■ **ACTIVITY 1**: Which crew members attend the Prometheus mission briefing?
■ **ACTIVITY 2**: Carry on the Prometheus mission briefing from its last sentence.

■ **DOCUMENT TEXT**:
- - -
Saturday, August 2, 2014

...pre-mission briefing to the crew of the Prometheus as led by mission strategist Kenny Powers...

RE: mission proposal to  the specialists aboard the Prometheus on its voyage to the Engineer world of LV_233.  Vickers, Janek and Shaw in attendance, with the briefing led by MLB pitcher, and Giants #19, Kenny "Fucking" Powers.
Firstly, keep an eye on that dick head android, David.  That sneaky sumbitch is spending way too much time learning.  No one needs to learn ancient languages, especially a fruity robot.  He looks like that Australian dude.  What's his name?  David Bowie.  Never cared for that guy.  It's not rock, not at all.  Plus, that fucking toaster likes to sass.  He talks back.  I'd fucking smack that thin-lipped grin off his face.  Dick.
Next, before you land on any planet, after spending four trillion dollars of Weyland's money, you may want to like rotate arounds it for a while.  I know I would.  Get to know the weather patterns, identify any hostile environments, seismic activity.  All that shit.  I mean Janek, you don't want to land your sweet ass space vehicle on a planet you just got to right?  Take your time, at least a few weeks (as recommended to me by the Extra-Stellar Commission - you know scientists).  You don't want one of them space worms snatching at your crotch like in Empire Strikes Back.  I mean, you are not no Han Solo, that's for damn sure.  Vickers, you keep saying you the one in control, what with your hot tight ass and shit, those bodacious tatas - you may want to tee up with Janek and square that shit away.
- - -
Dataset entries

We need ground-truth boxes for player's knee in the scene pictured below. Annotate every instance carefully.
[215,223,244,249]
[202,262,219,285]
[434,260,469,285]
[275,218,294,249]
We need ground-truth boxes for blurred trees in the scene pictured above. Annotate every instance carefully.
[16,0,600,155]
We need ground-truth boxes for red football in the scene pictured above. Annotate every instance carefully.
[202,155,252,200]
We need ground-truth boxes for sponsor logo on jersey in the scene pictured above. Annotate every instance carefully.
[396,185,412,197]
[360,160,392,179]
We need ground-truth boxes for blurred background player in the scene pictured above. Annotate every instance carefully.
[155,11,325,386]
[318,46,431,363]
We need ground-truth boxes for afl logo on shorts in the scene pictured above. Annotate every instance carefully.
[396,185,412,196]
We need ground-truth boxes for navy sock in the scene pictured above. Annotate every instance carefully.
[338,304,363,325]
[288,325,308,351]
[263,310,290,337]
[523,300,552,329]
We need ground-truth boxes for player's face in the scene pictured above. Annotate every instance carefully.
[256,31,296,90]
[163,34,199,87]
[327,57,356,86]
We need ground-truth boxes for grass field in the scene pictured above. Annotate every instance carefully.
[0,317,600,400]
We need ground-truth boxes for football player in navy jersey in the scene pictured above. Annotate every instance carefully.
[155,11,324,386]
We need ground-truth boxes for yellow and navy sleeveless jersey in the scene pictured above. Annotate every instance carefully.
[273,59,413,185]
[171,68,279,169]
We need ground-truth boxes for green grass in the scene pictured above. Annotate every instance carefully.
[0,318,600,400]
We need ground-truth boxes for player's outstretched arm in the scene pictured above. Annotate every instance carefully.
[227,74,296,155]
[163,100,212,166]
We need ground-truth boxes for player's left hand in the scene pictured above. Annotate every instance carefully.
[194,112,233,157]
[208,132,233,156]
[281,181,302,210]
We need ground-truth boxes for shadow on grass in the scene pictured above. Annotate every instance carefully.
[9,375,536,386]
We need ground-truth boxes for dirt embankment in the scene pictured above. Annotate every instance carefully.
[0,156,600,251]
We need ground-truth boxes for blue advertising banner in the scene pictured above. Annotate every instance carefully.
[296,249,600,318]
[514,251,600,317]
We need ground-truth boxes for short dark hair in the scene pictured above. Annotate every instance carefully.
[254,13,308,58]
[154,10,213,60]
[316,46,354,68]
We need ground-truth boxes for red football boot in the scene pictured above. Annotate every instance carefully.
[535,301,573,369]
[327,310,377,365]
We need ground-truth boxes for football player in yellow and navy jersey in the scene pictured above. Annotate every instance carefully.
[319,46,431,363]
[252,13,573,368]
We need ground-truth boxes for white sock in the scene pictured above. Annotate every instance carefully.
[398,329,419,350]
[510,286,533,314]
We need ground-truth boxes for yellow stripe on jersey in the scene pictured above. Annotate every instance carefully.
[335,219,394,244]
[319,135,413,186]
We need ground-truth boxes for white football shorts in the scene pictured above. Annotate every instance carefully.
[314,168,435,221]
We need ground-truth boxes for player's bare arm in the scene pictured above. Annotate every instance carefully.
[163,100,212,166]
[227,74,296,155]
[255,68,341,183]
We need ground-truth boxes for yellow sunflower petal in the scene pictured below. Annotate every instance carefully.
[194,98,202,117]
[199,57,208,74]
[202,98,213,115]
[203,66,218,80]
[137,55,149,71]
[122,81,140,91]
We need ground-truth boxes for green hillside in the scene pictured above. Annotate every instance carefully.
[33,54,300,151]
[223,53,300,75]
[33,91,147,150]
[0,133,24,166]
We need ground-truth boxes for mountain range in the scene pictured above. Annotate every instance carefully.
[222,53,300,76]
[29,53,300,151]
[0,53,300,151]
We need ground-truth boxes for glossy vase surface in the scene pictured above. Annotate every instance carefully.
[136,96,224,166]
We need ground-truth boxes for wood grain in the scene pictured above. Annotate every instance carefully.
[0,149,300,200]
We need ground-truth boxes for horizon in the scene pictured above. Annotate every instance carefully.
- - -
■ **ANSWER 1**: Vickers, Janek and Shaw.

■ **ANSWER 2**:
[Speaking of which Vickers, I'm getting over a relationship, but you can like stack and rack on me when you get that itch in your nether regions.  That'd be alright.  Kenny's got the power to make you cosmic cum all over the damned place.]
Ok, now let's get the mission straight.  You all need to decide, right now, that you want to actually come back.  Unless all 17 of you have a death wish, maybe call a few huddles and say, 'Hey, let's do like our research and shit, get some rocks and skeletons and get back home.  Let's not all die because we refused to make good decisions.'  When I was closing games with the Merman, I would drop those truth bombs all over the dug, right.  Let the team know to back this train up.  I'm looking at you, Shaw.  You're the scientist, I figure you know all about that scientific method and performing all sorts of protocols and procedures and shit and not run into an ancient alien facility like rhesus monkeys on jamboree.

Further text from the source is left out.